_WORK INSTRUCTIONS_
Copy out the records below, swapping "instance" for "occurrence" everywhere it occurs and keeping every other word unchanged.

_GIVEN DATA_
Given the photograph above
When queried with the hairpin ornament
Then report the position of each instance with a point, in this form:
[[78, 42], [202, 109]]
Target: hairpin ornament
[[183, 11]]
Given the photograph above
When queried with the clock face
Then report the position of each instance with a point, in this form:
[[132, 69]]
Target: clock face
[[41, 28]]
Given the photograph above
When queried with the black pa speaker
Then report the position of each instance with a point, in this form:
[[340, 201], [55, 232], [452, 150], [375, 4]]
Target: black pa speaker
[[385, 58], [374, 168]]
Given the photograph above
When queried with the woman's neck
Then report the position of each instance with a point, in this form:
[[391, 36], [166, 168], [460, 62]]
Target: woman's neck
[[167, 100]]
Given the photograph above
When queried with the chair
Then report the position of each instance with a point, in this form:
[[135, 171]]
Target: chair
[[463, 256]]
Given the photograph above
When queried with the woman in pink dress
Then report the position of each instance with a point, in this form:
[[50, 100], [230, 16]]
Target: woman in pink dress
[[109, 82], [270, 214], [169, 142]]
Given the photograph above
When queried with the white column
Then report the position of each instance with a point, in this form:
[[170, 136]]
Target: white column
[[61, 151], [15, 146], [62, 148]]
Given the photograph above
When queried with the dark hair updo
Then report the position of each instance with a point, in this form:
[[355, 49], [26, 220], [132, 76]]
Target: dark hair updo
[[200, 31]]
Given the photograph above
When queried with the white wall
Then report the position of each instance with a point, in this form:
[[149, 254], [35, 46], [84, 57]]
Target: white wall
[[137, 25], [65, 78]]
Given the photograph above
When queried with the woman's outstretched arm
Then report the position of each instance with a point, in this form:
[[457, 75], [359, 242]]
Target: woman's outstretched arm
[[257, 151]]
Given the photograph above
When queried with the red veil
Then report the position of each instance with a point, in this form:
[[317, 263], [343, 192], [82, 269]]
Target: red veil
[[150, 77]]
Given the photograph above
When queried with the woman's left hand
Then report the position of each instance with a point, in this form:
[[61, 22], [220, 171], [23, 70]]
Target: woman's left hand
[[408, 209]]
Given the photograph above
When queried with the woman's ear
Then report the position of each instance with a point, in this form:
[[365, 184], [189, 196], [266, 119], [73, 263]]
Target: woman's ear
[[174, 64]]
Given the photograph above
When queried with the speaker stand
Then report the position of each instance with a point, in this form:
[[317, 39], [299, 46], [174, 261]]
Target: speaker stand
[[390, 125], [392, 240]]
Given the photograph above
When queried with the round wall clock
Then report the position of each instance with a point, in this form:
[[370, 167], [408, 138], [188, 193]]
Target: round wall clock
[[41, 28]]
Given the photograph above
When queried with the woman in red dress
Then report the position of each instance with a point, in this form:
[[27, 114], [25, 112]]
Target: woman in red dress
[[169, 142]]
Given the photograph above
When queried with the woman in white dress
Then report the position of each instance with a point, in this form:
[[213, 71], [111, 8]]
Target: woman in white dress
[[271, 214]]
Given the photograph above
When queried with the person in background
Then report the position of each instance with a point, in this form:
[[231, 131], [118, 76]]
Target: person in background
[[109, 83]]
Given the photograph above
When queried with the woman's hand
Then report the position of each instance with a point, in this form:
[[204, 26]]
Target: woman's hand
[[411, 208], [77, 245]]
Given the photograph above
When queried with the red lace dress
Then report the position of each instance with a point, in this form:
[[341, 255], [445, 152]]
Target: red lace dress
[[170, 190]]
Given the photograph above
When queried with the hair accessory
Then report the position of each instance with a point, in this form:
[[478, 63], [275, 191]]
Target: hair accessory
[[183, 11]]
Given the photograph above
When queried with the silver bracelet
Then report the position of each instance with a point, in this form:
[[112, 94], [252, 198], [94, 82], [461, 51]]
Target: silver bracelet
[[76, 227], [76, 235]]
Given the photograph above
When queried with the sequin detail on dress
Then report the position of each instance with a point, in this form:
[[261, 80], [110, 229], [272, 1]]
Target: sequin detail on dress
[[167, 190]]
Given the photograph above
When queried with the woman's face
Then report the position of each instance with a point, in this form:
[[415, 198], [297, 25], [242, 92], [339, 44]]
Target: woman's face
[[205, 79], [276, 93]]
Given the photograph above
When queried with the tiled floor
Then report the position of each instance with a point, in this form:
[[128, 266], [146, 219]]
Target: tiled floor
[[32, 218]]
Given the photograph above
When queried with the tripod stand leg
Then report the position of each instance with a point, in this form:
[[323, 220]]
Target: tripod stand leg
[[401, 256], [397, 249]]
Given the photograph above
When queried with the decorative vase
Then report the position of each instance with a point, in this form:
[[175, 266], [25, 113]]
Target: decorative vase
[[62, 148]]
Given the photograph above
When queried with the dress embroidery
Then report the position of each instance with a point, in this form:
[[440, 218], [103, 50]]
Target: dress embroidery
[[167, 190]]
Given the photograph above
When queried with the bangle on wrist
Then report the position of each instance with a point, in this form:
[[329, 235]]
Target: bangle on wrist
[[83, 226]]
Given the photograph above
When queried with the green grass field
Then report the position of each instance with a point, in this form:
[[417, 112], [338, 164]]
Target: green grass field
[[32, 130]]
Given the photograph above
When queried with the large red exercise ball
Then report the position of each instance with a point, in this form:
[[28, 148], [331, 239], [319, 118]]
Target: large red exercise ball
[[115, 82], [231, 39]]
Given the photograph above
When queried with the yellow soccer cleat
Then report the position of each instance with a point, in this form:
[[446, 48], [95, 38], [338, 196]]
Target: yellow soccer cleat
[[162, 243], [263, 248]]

_ANSWER TO THIS TASK_
Given the photograph above
When queried with the hairpin ornament
Then report the position of each occurrence with a point, in this form:
[[78, 42], [202, 109]]
Target: hairpin ornament
[[183, 11]]
Given the photograph above
When queried with the clock face
Then report the position of each occurrence with a point, in this form:
[[132, 69]]
Target: clock face
[[41, 28]]
Given the photograph above
When queried with the black pa speaker
Then report the position of each occurrence with a point, in this form:
[[340, 201], [55, 232], [452, 150], [375, 4]]
Target: black pa speaker
[[385, 58], [374, 168]]
Given the photograph above
When queried with the woman's neck
Then report the position of each occurrence with a point, in this form:
[[391, 36], [166, 168], [460, 62]]
Target: woman's neck
[[167, 100]]
Given the photograph above
When queried with the chair
Then report the position of each occurrence with a point, in this form:
[[135, 171]]
Target: chair
[[463, 256]]
Given the photograph above
When queried with the woman in pink dress
Then report the position of each occurrence with a point, in this form:
[[50, 100], [230, 16]]
Target: woman in pink dress
[[109, 82], [270, 214], [169, 142]]
Given the photograph above
When queried with the white column
Then report the position of each occurrence with a point, in this form:
[[170, 136]]
Target: white column
[[61, 151], [15, 146], [62, 148]]
Given the photograph above
When queried with the dark hair updo
Then report the position of each occurrence with a point, in this form:
[[355, 49], [26, 220], [132, 76]]
Target: dark hair updo
[[200, 31]]
Given the photograph above
When queried with the white wall
Then report the position of each occurrence with a point, in this form:
[[149, 254], [35, 46], [84, 57]]
Target: white wall
[[137, 25], [65, 78]]
Given the photograph above
When queried with the woman's outstretched arm
Then report the position of each occurrence with a point, in this form:
[[457, 75], [359, 242]]
Target: woman's outstretched arm
[[257, 151]]
Given the photograph above
When queried with the red veil
Then report the position of each occurrence with a point, in this form:
[[317, 263], [343, 192], [82, 269]]
Target: red veil
[[150, 77]]
Given the photograph above
When queried with the woman's left hand
Then report the position of each occurrence with a point, in this form:
[[61, 22], [220, 171], [23, 70]]
Target: woman's left hand
[[408, 209]]
Given the photograph above
When queried with the woman's ear
Then report the position of each occurrence with a point, in this form:
[[365, 184], [189, 196], [266, 119], [73, 263]]
Target: woman's ear
[[174, 64]]
Given the photograph above
When queried with the speaker stand
Then report the position of each occurrence with a point, in this form:
[[317, 39], [299, 46], [174, 261]]
Target: speaker stand
[[390, 125], [392, 240]]
Given the photograph above
When queried with the round wall clock
Then report the position of each occurrence with a point, in this form:
[[370, 167], [408, 138], [188, 193]]
Target: round wall clock
[[41, 28]]
Given the photograph above
When queried with the woman in red dress
Then report the position of each occurrence with a point, in this form:
[[27, 114], [25, 112]]
Target: woman in red dress
[[169, 142]]
Given the photograph above
When queried with the woman in white dress
Then report the position of each occurrence with a point, in this form:
[[213, 71], [111, 8]]
Target: woman in white dress
[[271, 214]]
Given the photograph above
When queried with the person in background
Then report the position of each occurrence with a point, in this form:
[[231, 131], [118, 76]]
Target: person in background
[[109, 83]]
Given the photograph above
When queried with the woman's hand
Then report the position of each occurrence with a point, in this form:
[[204, 26]]
Target: woman's hand
[[411, 208], [77, 245]]
Given the photograph above
When queried with the red lace dress
Then report the position of each occurrence with a point, in this form:
[[341, 255], [445, 152]]
Target: red lace dress
[[170, 190]]
Given the photograph above
When queried with the hair accessory
Then report the position of each occurrence with a point, in this form:
[[478, 63], [275, 191]]
Target: hair accessory
[[183, 11]]
Given the photograph above
When queried with the silver bracelet
Then report the position of each occurrence with a point, in this form:
[[112, 94], [252, 198], [94, 82], [461, 51]]
Target: silver bracelet
[[76, 227], [76, 235]]
Given the photograph above
When queried with the sequin detail on dress
Then report the position of each occurrence with a point, in this form:
[[261, 80], [110, 229], [272, 1]]
Target: sequin detail on dress
[[167, 190]]
Given the photograph above
When queried with the woman's face
Then report the position of each occurrence with a point, in this form:
[[415, 198], [297, 25], [242, 92], [339, 44]]
Target: woman's face
[[205, 79], [276, 93]]
Given the photograph above
When queried with the tiled floor
Then report the position of each occurrence with a point, in this form:
[[128, 266], [146, 219]]
Target: tiled floor
[[32, 218]]
Given the photograph above
When queried with the tripod stand leg
Then report the position of each occurrence with a point, in this form:
[[323, 220]]
Target: tripod stand leg
[[401, 256], [397, 249]]
Given the photograph above
When queried with the decorative vase
Then report the position of each occurrence with a point, in this form:
[[175, 266], [25, 113]]
Target: decorative vase
[[62, 148]]
Given the photograph above
When queried with the dress embroidery
Then report the position of each occurrence with a point, in this form:
[[440, 218], [103, 50]]
Target: dress embroidery
[[167, 190]]
Given the photograph above
When queried with the bangle on wrist
Then report the position of each occurrence with a point, in this form:
[[329, 235]]
Target: bangle on wrist
[[83, 226]]
Given the photograph above
When queried with the green grass field
Then report the position of each occurrence with a point, in this form:
[[417, 112], [338, 164]]
Target: green grass field
[[32, 130]]
Given the photograph above
When queried with the large red exercise ball
Then report the position of each occurrence with a point, in this form:
[[28, 148], [331, 239], [319, 118]]
Target: large red exercise ball
[[115, 82], [231, 39]]
Given the photograph above
When queried with the yellow soccer cleat
Then report the position of each occurrence with a point, in this form:
[[446, 48], [95, 38], [338, 196]]
Target: yellow soccer cleat
[[162, 243], [263, 248]]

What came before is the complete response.